= WHAT YOU NEED TO DO =
Can you write out, unchanged, every line from the start of the items through the line containing "123), (310, 124)]", with that line included?

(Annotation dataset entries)
----------

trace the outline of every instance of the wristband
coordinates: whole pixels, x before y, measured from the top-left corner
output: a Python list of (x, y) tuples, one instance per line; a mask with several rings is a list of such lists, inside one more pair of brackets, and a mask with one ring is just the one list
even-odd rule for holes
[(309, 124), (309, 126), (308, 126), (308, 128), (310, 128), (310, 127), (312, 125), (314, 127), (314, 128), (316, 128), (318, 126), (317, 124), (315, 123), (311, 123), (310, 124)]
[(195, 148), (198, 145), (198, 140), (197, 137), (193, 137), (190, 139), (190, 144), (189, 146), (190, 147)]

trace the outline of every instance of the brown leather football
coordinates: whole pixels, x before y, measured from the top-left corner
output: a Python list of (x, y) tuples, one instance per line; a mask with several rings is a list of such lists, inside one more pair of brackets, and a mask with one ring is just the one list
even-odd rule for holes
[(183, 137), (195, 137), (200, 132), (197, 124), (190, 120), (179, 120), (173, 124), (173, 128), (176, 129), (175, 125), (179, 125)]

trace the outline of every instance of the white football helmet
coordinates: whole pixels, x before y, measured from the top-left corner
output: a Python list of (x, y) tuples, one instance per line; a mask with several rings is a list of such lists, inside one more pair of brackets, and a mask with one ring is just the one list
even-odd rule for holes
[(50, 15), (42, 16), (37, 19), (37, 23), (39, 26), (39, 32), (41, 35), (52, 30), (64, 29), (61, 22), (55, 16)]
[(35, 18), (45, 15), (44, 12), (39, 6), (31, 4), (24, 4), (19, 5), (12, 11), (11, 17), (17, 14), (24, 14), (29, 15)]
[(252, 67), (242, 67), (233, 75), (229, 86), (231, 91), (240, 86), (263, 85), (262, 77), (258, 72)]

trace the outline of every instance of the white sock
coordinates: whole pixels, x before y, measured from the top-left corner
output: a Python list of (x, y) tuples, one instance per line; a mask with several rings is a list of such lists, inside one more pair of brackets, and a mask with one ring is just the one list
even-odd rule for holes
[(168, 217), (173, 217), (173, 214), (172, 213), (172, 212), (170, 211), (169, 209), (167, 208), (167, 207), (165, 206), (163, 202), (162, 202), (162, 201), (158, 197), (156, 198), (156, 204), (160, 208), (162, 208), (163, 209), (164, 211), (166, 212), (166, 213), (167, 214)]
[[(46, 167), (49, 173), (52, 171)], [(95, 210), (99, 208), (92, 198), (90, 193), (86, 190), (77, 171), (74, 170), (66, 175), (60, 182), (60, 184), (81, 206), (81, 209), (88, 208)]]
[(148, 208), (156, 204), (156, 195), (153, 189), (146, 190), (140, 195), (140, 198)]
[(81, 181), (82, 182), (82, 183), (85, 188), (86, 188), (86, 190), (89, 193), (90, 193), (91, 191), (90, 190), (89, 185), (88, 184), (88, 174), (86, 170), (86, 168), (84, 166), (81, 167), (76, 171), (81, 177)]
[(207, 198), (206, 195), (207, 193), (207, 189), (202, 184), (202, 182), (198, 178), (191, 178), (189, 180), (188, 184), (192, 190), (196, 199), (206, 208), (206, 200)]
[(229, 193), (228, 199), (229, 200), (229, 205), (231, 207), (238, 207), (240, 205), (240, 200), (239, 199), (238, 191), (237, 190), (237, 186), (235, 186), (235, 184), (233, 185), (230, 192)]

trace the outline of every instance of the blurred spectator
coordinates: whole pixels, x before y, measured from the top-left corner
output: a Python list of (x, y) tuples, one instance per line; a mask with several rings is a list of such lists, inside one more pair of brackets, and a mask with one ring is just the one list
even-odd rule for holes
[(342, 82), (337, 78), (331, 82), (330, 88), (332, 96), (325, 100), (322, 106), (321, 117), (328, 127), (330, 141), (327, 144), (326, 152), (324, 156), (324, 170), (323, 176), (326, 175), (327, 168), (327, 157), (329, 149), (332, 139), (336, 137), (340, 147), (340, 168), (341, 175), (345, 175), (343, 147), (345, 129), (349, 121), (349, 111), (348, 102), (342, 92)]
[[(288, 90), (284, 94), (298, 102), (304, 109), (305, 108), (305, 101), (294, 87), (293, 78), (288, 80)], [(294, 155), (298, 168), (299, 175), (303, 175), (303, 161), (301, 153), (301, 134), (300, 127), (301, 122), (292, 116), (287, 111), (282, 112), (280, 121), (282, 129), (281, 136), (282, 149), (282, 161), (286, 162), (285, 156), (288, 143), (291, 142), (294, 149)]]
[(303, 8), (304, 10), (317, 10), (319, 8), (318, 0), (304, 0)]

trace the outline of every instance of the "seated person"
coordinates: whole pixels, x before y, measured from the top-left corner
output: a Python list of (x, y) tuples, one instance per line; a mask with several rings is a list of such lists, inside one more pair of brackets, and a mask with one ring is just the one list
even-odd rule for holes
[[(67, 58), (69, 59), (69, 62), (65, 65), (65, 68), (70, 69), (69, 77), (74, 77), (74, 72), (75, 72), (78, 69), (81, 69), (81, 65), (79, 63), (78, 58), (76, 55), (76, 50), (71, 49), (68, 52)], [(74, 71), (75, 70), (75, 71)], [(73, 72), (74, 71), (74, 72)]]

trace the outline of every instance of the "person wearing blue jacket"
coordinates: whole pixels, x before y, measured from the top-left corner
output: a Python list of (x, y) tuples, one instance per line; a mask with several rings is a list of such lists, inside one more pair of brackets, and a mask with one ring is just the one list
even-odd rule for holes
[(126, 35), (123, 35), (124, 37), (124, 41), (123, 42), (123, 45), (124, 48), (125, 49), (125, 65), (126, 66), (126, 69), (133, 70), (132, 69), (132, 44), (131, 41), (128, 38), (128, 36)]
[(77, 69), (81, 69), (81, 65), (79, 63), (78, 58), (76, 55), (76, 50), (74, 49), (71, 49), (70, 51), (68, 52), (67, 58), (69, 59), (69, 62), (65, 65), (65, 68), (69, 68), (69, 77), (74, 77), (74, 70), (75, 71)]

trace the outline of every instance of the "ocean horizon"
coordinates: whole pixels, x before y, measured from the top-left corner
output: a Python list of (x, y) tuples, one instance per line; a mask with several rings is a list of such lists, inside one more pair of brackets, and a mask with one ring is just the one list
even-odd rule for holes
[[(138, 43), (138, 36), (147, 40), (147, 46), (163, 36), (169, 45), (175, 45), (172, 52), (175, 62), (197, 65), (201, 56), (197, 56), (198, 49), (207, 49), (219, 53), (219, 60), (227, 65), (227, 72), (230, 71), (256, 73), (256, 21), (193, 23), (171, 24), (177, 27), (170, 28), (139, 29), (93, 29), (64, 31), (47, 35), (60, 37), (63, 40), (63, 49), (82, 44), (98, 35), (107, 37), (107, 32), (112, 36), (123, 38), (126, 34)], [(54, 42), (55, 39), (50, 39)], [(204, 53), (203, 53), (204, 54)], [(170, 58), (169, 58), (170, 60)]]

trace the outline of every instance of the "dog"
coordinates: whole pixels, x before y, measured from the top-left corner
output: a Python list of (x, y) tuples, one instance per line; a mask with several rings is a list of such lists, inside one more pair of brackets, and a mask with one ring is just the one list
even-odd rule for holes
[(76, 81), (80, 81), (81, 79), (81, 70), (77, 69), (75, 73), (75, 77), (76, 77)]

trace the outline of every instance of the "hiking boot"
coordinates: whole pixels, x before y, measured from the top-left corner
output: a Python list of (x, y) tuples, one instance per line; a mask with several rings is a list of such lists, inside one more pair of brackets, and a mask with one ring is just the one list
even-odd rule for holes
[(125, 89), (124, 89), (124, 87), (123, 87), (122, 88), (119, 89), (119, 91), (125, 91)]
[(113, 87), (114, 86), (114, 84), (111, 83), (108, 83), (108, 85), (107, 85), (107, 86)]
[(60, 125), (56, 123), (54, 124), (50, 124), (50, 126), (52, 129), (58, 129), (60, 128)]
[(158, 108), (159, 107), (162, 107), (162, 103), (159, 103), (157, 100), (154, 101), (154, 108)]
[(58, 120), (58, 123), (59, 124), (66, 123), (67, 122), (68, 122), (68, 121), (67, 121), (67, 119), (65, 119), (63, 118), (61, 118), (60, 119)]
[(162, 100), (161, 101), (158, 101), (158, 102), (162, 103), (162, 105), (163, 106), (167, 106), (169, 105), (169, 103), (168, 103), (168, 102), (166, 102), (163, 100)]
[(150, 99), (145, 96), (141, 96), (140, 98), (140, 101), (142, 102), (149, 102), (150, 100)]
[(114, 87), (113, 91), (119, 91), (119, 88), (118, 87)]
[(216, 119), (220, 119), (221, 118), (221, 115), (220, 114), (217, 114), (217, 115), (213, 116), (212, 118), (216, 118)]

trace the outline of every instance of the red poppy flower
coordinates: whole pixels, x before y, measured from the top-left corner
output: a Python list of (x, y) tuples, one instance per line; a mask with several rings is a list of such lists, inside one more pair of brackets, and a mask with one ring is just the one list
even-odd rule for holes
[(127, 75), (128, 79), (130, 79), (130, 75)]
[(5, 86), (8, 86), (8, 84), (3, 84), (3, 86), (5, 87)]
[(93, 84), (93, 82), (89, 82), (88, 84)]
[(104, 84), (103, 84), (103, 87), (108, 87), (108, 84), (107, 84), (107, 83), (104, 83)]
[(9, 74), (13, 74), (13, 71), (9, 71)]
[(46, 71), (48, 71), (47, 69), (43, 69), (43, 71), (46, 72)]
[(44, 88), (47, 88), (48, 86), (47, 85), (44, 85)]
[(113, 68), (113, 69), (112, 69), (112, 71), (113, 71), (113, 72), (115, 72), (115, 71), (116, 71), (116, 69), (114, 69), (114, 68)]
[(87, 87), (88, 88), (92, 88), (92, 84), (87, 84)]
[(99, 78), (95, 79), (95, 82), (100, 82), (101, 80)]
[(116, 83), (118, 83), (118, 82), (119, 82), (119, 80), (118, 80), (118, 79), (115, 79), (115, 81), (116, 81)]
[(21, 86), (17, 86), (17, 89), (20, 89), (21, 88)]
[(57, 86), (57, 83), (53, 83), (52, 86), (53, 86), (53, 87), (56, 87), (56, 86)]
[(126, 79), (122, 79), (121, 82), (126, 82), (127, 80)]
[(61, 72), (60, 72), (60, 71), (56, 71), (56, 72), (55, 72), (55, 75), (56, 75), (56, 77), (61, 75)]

----------

= EXERCISE RESPONSE =
trace the outline of every instance of the wristband
coordinates: whole pixels, x before y, measured from the top-left corner
output: a Python list of (x, y) tuples, one instance per line; a mask with several rings is a list of such lists, inside one more pair of brackets, and a mask with one ring is just the one list
even-odd rule for holes
[(309, 124), (309, 126), (308, 126), (308, 128), (310, 128), (310, 127), (312, 125), (314, 127), (314, 128), (316, 128), (318, 126), (317, 124), (315, 123), (311, 123), (310, 124)]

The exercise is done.